*** Block opens ***
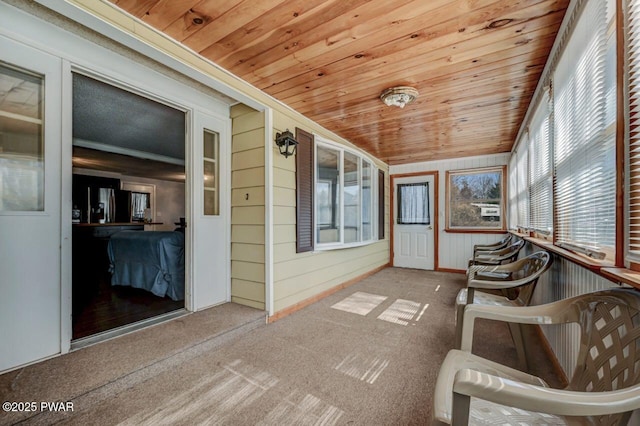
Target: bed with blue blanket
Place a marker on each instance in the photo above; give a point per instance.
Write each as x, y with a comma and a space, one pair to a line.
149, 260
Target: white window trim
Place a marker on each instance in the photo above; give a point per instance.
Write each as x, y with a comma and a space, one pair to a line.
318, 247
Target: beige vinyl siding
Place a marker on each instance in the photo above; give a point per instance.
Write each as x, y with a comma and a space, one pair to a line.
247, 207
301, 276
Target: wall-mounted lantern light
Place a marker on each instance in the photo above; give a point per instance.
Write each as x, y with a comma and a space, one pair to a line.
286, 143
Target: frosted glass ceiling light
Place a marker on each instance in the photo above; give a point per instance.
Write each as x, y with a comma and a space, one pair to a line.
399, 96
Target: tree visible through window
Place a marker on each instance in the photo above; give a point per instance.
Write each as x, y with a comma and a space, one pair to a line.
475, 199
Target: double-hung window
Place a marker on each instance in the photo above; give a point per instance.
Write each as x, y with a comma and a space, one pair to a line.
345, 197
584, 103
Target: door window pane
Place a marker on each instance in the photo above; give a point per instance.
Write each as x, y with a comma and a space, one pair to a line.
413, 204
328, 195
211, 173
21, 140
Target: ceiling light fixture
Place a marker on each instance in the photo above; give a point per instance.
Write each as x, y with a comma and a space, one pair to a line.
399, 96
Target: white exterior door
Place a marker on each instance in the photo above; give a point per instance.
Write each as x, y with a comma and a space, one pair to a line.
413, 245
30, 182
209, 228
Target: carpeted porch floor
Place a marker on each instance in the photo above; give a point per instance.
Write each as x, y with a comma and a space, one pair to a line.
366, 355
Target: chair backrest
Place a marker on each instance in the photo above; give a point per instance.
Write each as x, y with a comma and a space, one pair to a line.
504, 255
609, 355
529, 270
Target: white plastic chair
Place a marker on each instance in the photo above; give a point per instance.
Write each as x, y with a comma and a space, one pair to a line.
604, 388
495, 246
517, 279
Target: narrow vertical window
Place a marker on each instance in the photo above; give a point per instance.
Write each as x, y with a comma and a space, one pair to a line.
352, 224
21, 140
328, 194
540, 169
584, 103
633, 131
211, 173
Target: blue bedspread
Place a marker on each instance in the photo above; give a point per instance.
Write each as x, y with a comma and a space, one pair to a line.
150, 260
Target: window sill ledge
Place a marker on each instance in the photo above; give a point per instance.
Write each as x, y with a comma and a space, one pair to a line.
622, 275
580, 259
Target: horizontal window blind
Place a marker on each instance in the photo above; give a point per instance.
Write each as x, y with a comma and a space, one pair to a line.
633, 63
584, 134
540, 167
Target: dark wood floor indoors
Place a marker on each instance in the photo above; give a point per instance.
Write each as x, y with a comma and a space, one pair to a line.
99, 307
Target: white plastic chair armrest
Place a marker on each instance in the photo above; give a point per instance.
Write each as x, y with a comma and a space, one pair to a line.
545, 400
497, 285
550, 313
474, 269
*** Block closes ***
*** Block opens ***
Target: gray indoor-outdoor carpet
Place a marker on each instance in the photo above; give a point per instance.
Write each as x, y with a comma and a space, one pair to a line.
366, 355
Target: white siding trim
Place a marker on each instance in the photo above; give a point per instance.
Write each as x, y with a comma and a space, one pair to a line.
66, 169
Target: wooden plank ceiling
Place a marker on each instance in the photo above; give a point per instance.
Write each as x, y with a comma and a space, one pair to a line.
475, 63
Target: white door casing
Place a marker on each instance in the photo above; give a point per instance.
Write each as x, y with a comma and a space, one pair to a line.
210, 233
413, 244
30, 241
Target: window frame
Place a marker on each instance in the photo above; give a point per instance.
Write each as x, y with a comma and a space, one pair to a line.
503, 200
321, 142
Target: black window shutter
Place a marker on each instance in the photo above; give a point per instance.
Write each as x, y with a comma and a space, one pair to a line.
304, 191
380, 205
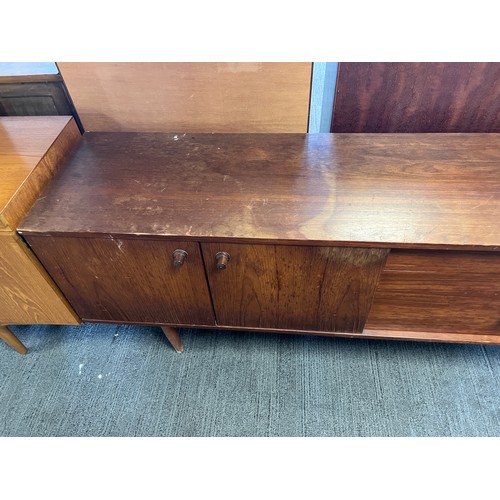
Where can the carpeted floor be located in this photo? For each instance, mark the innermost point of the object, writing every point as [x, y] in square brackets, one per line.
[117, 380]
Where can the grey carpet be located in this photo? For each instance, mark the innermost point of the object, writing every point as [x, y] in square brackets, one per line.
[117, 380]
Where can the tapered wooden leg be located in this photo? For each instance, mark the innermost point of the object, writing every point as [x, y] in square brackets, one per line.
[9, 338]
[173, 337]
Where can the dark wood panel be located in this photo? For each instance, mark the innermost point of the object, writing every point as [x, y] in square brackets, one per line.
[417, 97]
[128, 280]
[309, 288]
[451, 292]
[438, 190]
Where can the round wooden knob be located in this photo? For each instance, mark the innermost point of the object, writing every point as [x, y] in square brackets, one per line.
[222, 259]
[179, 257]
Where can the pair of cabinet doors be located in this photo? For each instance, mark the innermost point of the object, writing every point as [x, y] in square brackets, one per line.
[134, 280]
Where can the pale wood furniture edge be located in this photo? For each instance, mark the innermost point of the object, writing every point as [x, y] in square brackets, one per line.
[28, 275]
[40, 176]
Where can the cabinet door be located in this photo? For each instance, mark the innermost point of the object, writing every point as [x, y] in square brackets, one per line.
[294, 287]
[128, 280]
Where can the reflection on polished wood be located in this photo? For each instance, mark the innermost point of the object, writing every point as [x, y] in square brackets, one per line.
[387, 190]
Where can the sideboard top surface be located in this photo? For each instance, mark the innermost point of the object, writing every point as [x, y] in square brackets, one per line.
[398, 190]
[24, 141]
*** Block closes ***
** Problem to work on **
Where a line in the entries holds the word "plastic", copy that line.

** Exercise answer **
Target: white plastic chair
Target: white plastic chair armrest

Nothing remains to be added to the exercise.